┌─ Record list

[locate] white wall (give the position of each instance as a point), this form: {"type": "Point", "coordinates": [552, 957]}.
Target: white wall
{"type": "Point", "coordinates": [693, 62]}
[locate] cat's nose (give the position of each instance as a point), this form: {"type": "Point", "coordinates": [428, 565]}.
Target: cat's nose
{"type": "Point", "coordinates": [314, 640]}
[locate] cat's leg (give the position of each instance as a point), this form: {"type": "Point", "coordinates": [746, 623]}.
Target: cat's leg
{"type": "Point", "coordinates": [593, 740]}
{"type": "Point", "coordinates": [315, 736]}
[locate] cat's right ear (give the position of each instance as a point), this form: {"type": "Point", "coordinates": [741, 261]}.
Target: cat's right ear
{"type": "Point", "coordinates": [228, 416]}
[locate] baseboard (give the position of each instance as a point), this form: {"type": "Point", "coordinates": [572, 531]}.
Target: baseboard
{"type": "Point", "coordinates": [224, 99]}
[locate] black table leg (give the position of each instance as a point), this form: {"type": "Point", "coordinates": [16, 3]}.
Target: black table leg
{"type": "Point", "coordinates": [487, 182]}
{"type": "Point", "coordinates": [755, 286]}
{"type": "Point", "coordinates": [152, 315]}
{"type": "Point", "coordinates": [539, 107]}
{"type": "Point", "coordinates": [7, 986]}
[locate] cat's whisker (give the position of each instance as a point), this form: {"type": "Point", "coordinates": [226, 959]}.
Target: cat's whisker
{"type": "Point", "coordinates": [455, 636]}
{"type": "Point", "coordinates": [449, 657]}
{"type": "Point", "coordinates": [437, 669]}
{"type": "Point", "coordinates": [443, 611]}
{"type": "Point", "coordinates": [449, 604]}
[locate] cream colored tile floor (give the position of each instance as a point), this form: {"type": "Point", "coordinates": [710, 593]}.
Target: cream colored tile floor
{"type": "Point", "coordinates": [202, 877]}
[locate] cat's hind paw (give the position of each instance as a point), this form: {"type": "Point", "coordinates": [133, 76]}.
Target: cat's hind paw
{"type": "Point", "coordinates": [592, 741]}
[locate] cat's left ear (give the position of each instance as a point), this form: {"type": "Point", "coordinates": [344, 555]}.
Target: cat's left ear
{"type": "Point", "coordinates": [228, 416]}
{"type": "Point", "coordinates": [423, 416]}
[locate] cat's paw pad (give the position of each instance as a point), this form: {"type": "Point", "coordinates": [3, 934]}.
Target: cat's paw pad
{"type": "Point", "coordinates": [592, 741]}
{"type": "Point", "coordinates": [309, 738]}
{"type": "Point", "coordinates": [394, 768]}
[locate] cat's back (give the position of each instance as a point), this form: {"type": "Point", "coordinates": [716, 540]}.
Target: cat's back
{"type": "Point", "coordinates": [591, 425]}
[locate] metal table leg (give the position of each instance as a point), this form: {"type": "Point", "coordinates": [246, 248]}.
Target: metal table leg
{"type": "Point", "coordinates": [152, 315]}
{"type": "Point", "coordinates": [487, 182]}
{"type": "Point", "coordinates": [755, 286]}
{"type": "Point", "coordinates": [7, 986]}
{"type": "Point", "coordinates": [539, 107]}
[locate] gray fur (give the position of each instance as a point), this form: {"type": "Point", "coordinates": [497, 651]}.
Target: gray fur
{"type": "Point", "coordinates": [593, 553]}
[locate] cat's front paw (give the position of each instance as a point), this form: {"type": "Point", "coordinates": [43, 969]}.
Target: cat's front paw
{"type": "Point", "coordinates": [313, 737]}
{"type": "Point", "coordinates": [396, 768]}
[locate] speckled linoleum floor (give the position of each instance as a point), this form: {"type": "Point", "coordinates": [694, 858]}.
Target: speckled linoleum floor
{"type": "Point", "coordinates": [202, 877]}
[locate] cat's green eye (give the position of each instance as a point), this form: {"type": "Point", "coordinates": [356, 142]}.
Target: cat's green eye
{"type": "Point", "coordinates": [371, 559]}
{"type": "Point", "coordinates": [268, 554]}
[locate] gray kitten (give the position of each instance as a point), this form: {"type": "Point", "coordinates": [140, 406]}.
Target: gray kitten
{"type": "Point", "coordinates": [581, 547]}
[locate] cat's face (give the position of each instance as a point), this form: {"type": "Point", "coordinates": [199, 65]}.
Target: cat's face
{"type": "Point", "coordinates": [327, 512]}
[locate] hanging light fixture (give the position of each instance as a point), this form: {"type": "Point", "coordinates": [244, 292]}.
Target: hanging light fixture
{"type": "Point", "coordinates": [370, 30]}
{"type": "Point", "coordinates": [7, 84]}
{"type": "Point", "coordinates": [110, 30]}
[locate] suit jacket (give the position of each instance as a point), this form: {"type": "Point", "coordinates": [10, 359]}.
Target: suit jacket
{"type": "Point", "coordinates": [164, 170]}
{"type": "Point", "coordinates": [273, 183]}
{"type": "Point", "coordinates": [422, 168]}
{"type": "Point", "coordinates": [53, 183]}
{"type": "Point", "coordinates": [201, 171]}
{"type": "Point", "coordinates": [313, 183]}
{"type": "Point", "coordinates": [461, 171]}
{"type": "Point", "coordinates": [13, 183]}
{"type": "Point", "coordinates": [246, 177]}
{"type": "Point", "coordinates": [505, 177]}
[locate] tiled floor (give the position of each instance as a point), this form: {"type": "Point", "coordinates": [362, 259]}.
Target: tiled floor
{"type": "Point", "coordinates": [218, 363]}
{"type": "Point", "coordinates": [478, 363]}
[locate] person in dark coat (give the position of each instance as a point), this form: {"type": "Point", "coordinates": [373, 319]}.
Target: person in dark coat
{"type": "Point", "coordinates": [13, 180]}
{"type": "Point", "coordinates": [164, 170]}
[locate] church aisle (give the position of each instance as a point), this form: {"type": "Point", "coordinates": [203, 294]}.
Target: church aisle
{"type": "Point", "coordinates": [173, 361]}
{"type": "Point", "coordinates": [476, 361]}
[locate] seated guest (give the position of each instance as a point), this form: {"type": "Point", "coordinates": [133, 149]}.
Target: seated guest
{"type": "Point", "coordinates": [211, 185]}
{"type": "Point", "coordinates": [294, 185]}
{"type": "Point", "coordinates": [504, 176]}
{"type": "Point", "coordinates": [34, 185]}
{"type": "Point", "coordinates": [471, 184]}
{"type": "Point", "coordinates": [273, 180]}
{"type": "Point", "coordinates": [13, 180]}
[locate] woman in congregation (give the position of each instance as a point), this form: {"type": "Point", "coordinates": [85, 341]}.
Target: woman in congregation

└─

Directions:
Present every line of the records above as a numbered list, leaving out any blank lines.

Solution to this exercise:
1. [locate] white wall (give the position of each instance as a point), this form: {"type": "Point", "coordinates": [552, 957]}.
2. Target: white wall
3. {"type": "Point", "coordinates": [693, 62]}
4. [locate] cat's nose (give the position of each instance as a point), this form: {"type": "Point", "coordinates": [428, 565]}.
5. Target: cat's nose
6. {"type": "Point", "coordinates": [314, 640]}
7. [locate] cat's leg (give the position of each instance as a point), this form: {"type": "Point", "coordinates": [746, 623]}.
8. Target: cat's leg
9. {"type": "Point", "coordinates": [593, 740]}
10. {"type": "Point", "coordinates": [315, 736]}
11. [locate] cat's right ear (give the position of each instance as a point), this form: {"type": "Point", "coordinates": [741, 261]}.
12. Target: cat's right ear
13. {"type": "Point", "coordinates": [228, 416]}
14. [locate] baseboard (give the position of each instance as a point), this form: {"type": "Point", "coordinates": [572, 531]}.
15. Target: baseboard
16. {"type": "Point", "coordinates": [224, 99]}
17. [locate] black table leg (give the position of each instance as a point), this form: {"type": "Point", "coordinates": [16, 3]}.
18. Target: black table leg
19. {"type": "Point", "coordinates": [487, 182]}
20. {"type": "Point", "coordinates": [755, 286]}
21. {"type": "Point", "coordinates": [152, 315]}
22. {"type": "Point", "coordinates": [539, 107]}
23. {"type": "Point", "coordinates": [7, 986]}
24. [locate] cat's whisker (give the position of each instance as a point), this form: {"type": "Point", "coordinates": [226, 959]}.
25. Target: cat's whisker
26. {"type": "Point", "coordinates": [455, 636]}
27. {"type": "Point", "coordinates": [449, 657]}
28. {"type": "Point", "coordinates": [437, 669]}
29. {"type": "Point", "coordinates": [443, 611]}
30. {"type": "Point", "coordinates": [449, 604]}
31. [locate] cream colored tile floor (give the position of each instance as a point), this form: {"type": "Point", "coordinates": [710, 593]}.
32. Target: cream colored tile floor
33. {"type": "Point", "coordinates": [202, 877]}
34. [locate] cat's hind paw (give the position of each instance as a point), this form: {"type": "Point", "coordinates": [133, 76]}.
35. Target: cat's hind paw
36. {"type": "Point", "coordinates": [592, 741]}
37. [locate] cat's left ear (give the position of each instance as a point), this form: {"type": "Point", "coordinates": [344, 555]}.
38. Target: cat's left ear
39. {"type": "Point", "coordinates": [228, 416]}
40. {"type": "Point", "coordinates": [423, 416]}
41. [locate] cat's paw pad (give the position of each instance as a point), this form: {"type": "Point", "coordinates": [3, 934]}.
42. Target: cat's paw pad
43. {"type": "Point", "coordinates": [592, 741]}
44. {"type": "Point", "coordinates": [309, 738]}
45. {"type": "Point", "coordinates": [394, 768]}
46. [locate] cat's back (give the position of each instance as a point), this form: {"type": "Point", "coordinates": [716, 540]}.
47. Target: cat's back
48. {"type": "Point", "coordinates": [591, 425]}
49. [locate] metal table leg (give the position of each instance as a point), this form: {"type": "Point", "coordinates": [246, 248]}.
50. Target: metal table leg
51. {"type": "Point", "coordinates": [152, 315]}
52. {"type": "Point", "coordinates": [487, 182]}
53. {"type": "Point", "coordinates": [755, 286]}
54. {"type": "Point", "coordinates": [7, 986]}
55. {"type": "Point", "coordinates": [539, 107]}
56. [locate] gray fur (give the position of each instance as a point), this form: {"type": "Point", "coordinates": [497, 651]}.
57. Target: gray fur
58. {"type": "Point", "coordinates": [593, 553]}
59. [locate] cat's front paw (give the position of each instance as a point), this form: {"type": "Point", "coordinates": [43, 969]}.
60. Target: cat's front paw
61. {"type": "Point", "coordinates": [313, 737]}
62. {"type": "Point", "coordinates": [396, 768]}
63. [locate] speckled linoleum floor (give the position of each instance as a point), this form: {"type": "Point", "coordinates": [694, 858]}.
64. Target: speckled linoleum floor
65. {"type": "Point", "coordinates": [202, 877]}
66. [locate] cat's green eye (give the position of each instance as a point), this form: {"type": "Point", "coordinates": [356, 142]}.
67. Target: cat's green eye
68. {"type": "Point", "coordinates": [371, 559]}
69. {"type": "Point", "coordinates": [268, 554]}
70. [locate] gray kitten (give the position of each instance as a point), this form: {"type": "Point", "coordinates": [140, 406]}.
71. Target: gray kitten
72. {"type": "Point", "coordinates": [581, 547]}
73. [locate] cat's face (give the position of each instance as a point), this form: {"type": "Point", "coordinates": [199, 65]}.
74. Target: cat's face
75. {"type": "Point", "coordinates": [327, 512]}
76. [locate] hanging light fixture (give the position of each instance as a point), this form: {"type": "Point", "coordinates": [244, 292]}.
77. Target: hanging light fixture
78. {"type": "Point", "coordinates": [370, 30]}
79. {"type": "Point", "coordinates": [7, 84]}
80. {"type": "Point", "coordinates": [110, 30]}
81. [locate] suit jacket (give the position of each instance as a point), this form: {"type": "Point", "coordinates": [10, 359]}.
82. Target: suit jacket
83. {"type": "Point", "coordinates": [164, 170]}
84. {"type": "Point", "coordinates": [273, 183]}
85. {"type": "Point", "coordinates": [422, 168]}
86. {"type": "Point", "coordinates": [53, 183]}
87. {"type": "Point", "coordinates": [201, 171]}
88. {"type": "Point", "coordinates": [313, 183]}
89. {"type": "Point", "coordinates": [461, 171]}
90. {"type": "Point", "coordinates": [13, 183]}
91. {"type": "Point", "coordinates": [246, 177]}
92. {"type": "Point", "coordinates": [505, 177]}
93. [locate] tiled floor (give the position of each instance as a point), this form: {"type": "Point", "coordinates": [362, 259]}.
94. Target: tiled floor
95. {"type": "Point", "coordinates": [218, 363]}
96. {"type": "Point", "coordinates": [478, 363]}
97. [locate] person in dark coat (give the position of each instance as a point), this form: {"type": "Point", "coordinates": [373, 319]}.
98. Target: person in dark coat
99. {"type": "Point", "coordinates": [13, 180]}
100. {"type": "Point", "coordinates": [164, 170]}
101. [locate] church aisle (give the position of each instance as a point), this form: {"type": "Point", "coordinates": [203, 294]}.
102. Target: church aisle
103. {"type": "Point", "coordinates": [173, 361]}
104. {"type": "Point", "coordinates": [476, 361]}
105. [locate] seated guest (give the position of each instance as a point), this form: {"type": "Point", "coordinates": [133, 149]}.
106. Target: seated guest
107. {"type": "Point", "coordinates": [211, 185]}
108. {"type": "Point", "coordinates": [294, 185]}
109. {"type": "Point", "coordinates": [504, 176]}
110. {"type": "Point", "coordinates": [34, 185]}
111. {"type": "Point", "coordinates": [471, 184]}
112. {"type": "Point", "coordinates": [273, 180]}
113. {"type": "Point", "coordinates": [13, 180]}
114. [locate] woman in congregation (give the position of each instance as a point), this form: {"type": "Point", "coordinates": [85, 341]}.
115. Target: woman in congregation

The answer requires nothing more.